> PROBLEM STATEMENT: Pick out and copy every line in the items below that contains the word "leather". Case counts, so match only that exact capitalization.

> DATA SUPPLIED:
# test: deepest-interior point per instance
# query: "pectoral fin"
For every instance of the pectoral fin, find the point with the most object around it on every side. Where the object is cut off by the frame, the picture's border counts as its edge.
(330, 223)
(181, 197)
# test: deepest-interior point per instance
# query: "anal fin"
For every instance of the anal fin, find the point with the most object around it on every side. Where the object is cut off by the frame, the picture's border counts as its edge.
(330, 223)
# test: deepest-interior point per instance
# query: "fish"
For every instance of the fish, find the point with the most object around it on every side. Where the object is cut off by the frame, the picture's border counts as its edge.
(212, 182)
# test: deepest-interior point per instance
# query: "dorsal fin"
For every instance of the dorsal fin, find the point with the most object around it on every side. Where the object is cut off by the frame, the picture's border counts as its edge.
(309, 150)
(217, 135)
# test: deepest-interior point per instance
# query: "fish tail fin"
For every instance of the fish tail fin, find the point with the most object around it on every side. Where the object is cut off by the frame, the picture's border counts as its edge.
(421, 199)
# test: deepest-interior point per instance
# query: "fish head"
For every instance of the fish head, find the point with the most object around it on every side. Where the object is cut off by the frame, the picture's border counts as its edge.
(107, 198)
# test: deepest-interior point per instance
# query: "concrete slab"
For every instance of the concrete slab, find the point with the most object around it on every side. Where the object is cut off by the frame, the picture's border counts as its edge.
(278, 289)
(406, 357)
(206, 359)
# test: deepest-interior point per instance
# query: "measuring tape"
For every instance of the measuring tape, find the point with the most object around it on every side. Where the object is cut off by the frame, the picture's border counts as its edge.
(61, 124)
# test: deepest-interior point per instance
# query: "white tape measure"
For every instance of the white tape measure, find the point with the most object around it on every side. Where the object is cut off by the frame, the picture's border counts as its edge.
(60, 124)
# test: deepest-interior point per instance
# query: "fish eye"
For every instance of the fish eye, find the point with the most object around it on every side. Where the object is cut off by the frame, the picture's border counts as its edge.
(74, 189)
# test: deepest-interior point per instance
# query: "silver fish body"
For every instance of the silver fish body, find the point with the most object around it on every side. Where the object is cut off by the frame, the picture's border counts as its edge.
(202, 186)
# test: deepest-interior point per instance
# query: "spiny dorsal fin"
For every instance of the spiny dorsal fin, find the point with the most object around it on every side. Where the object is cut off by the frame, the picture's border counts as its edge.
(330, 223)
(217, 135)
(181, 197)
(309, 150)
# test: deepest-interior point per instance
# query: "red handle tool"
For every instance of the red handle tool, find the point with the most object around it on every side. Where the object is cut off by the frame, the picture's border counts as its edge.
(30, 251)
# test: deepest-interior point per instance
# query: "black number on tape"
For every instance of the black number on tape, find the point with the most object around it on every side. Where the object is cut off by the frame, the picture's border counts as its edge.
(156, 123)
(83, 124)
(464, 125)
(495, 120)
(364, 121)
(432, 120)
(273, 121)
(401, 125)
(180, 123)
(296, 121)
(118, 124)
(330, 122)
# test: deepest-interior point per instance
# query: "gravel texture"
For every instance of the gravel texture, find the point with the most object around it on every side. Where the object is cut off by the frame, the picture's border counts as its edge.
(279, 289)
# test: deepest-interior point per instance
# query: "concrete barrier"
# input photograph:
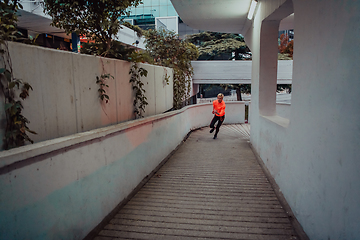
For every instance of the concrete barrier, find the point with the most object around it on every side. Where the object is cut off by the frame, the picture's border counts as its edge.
(62, 188)
(65, 97)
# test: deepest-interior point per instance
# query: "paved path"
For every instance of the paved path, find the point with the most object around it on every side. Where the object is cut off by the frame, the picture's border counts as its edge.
(209, 189)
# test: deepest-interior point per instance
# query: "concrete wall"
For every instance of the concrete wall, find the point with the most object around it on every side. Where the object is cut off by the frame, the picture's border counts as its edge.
(313, 153)
(235, 72)
(65, 96)
(64, 187)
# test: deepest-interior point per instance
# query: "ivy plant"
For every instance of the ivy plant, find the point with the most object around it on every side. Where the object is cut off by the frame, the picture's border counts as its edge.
(101, 81)
(140, 100)
(168, 50)
(13, 89)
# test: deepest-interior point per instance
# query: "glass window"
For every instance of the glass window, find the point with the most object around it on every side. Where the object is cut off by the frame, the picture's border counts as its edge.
(163, 11)
(165, 2)
(155, 12)
(171, 11)
(147, 3)
(139, 10)
(148, 10)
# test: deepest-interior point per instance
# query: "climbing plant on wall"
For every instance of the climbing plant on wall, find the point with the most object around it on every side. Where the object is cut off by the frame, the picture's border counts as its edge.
(168, 50)
(13, 89)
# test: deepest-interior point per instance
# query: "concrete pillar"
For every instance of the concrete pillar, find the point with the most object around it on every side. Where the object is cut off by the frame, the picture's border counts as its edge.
(268, 67)
(75, 40)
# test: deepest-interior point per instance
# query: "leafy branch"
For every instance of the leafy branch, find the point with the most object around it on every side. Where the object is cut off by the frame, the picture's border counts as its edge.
(140, 100)
(16, 124)
(101, 81)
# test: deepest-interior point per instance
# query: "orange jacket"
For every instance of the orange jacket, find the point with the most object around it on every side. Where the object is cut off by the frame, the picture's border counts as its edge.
(219, 107)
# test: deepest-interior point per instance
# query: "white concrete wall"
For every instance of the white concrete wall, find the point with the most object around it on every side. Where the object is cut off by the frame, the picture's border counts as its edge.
(313, 154)
(63, 188)
(65, 96)
(235, 72)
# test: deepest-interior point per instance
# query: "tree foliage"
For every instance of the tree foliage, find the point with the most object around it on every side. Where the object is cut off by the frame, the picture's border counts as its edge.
(168, 50)
(13, 89)
(213, 44)
(96, 19)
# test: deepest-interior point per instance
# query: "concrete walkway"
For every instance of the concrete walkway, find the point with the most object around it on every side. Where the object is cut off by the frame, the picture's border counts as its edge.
(209, 189)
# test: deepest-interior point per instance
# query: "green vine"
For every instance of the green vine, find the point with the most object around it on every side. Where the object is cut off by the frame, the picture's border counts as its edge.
(101, 81)
(16, 124)
(140, 100)
(169, 51)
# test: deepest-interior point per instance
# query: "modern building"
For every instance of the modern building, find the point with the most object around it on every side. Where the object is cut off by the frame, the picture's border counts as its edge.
(313, 151)
(154, 14)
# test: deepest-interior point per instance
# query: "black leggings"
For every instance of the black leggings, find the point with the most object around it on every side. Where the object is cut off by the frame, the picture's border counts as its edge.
(214, 120)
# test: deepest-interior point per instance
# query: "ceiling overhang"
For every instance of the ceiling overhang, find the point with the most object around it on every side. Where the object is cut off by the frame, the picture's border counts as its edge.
(228, 16)
(39, 24)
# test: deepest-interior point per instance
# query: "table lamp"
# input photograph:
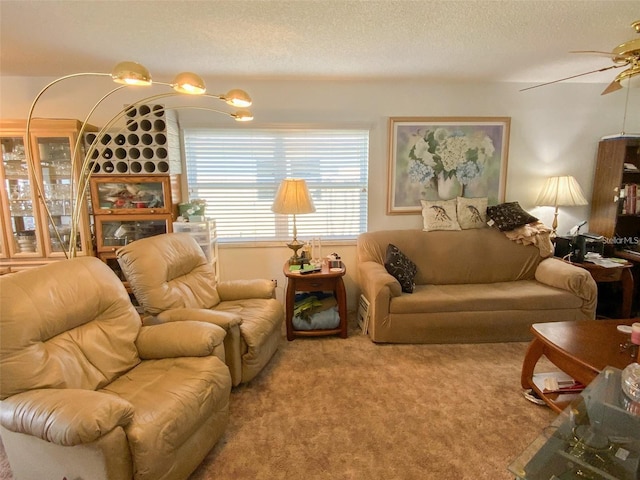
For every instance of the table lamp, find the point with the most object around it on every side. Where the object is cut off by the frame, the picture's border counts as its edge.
(560, 192)
(293, 198)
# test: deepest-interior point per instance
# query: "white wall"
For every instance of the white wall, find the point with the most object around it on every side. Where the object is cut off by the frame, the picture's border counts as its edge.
(554, 130)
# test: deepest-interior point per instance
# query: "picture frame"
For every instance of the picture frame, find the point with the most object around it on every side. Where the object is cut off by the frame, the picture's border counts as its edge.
(440, 158)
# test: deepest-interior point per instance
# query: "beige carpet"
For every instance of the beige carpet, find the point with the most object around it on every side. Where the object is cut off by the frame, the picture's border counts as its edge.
(330, 408)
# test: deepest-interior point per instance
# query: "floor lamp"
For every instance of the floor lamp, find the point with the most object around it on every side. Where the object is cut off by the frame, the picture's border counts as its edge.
(560, 192)
(293, 198)
(124, 74)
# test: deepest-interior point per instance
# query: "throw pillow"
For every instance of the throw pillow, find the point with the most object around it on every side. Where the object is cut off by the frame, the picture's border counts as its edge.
(472, 212)
(508, 216)
(401, 267)
(439, 215)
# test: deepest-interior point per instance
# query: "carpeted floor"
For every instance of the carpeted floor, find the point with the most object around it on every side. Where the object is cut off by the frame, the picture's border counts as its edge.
(331, 408)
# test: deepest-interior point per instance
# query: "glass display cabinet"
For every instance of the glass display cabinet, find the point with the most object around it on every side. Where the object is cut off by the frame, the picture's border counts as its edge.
(37, 198)
(597, 437)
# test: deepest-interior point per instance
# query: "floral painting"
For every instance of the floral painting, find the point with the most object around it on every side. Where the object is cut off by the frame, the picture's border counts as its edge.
(445, 158)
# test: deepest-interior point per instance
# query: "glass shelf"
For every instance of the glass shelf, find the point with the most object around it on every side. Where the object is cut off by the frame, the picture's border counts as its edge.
(596, 437)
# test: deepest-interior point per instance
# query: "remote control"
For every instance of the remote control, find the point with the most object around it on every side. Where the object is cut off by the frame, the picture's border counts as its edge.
(310, 270)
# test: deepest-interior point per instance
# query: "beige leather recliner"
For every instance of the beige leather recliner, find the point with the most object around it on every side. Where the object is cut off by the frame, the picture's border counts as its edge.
(88, 392)
(172, 279)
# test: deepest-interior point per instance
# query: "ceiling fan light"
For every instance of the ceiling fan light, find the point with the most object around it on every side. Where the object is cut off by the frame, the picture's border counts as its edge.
(237, 98)
(189, 83)
(242, 116)
(131, 73)
(624, 78)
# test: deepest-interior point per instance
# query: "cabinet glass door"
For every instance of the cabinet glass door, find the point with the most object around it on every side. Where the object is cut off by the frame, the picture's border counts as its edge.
(56, 174)
(21, 224)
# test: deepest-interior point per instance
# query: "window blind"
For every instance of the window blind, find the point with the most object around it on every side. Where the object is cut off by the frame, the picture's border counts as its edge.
(237, 173)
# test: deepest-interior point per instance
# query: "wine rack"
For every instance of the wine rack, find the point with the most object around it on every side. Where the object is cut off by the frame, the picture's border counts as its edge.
(147, 145)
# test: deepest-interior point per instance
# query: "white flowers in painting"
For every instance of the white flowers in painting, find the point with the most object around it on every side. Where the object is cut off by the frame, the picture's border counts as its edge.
(449, 152)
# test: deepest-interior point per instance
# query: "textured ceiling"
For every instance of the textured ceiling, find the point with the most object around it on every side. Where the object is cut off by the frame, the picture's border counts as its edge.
(481, 40)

> WRITTEN SOLUTION:
# query: "beige leather recliner"
For every instance of the beige leather recliner, find the point with the most object around it on every side. Where the object is cut off by the frame, the picture's border counts as its edge.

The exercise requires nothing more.